Given problem>
Transcribe the listing below word for word.

* begin *

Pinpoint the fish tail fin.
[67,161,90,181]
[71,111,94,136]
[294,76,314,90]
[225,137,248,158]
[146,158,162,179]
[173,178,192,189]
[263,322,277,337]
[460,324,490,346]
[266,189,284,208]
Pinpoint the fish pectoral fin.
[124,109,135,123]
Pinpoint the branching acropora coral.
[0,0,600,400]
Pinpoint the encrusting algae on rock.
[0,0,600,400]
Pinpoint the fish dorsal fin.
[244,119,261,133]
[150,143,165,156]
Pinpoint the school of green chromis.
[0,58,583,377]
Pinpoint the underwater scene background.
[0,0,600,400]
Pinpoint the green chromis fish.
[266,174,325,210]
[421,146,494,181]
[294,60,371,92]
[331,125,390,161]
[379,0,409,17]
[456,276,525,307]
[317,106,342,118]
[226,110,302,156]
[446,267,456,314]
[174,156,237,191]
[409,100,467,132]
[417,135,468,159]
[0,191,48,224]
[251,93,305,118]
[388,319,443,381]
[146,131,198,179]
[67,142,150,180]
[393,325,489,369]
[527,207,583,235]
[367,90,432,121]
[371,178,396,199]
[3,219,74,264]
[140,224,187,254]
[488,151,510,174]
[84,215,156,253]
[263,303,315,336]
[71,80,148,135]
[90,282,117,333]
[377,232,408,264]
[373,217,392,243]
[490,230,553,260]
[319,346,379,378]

* end *

Solution to the problem>
Pinpoint the fish tail fin.
[67,161,90,181]
[71,111,94,136]
[294,76,314,90]
[225,137,248,158]
[146,158,162,179]
[173,178,192,189]
[263,322,277,337]
[460,324,490,346]
[266,189,284,208]
Pinpoint the fish pectoral fin.
[124,109,135,123]
Pinpoint the branching acropora coral.
[0,0,600,400]
Pinpoint the encrusting algae on rock.
[0,0,600,400]
Pinpoint the fish dorsal fin.
[244,119,261,133]
[150,143,165,156]
Pinpoint the school of green chromis.
[0,58,583,377]
Pinpoint the underwater scene background.
[0,0,600,400]
Pinpoint the green chromis fish.
[266,174,325,210]
[421,146,494,181]
[294,60,371,92]
[331,125,390,161]
[379,0,409,17]
[456,276,525,307]
[317,106,342,118]
[226,110,302,156]
[446,267,456,314]
[174,156,237,191]
[409,100,467,132]
[417,135,468,159]
[0,191,48,224]
[251,93,305,118]
[388,319,443,381]
[146,131,198,179]
[67,142,150,180]
[393,325,489,369]
[527,207,583,235]
[367,90,432,121]
[371,178,396,199]
[3,219,74,264]
[140,224,187,254]
[488,151,510,174]
[84,215,156,253]
[263,303,315,336]
[71,80,148,135]
[90,282,117,333]
[377,232,408,264]
[373,217,392,243]
[490,230,553,260]
[319,346,379,378]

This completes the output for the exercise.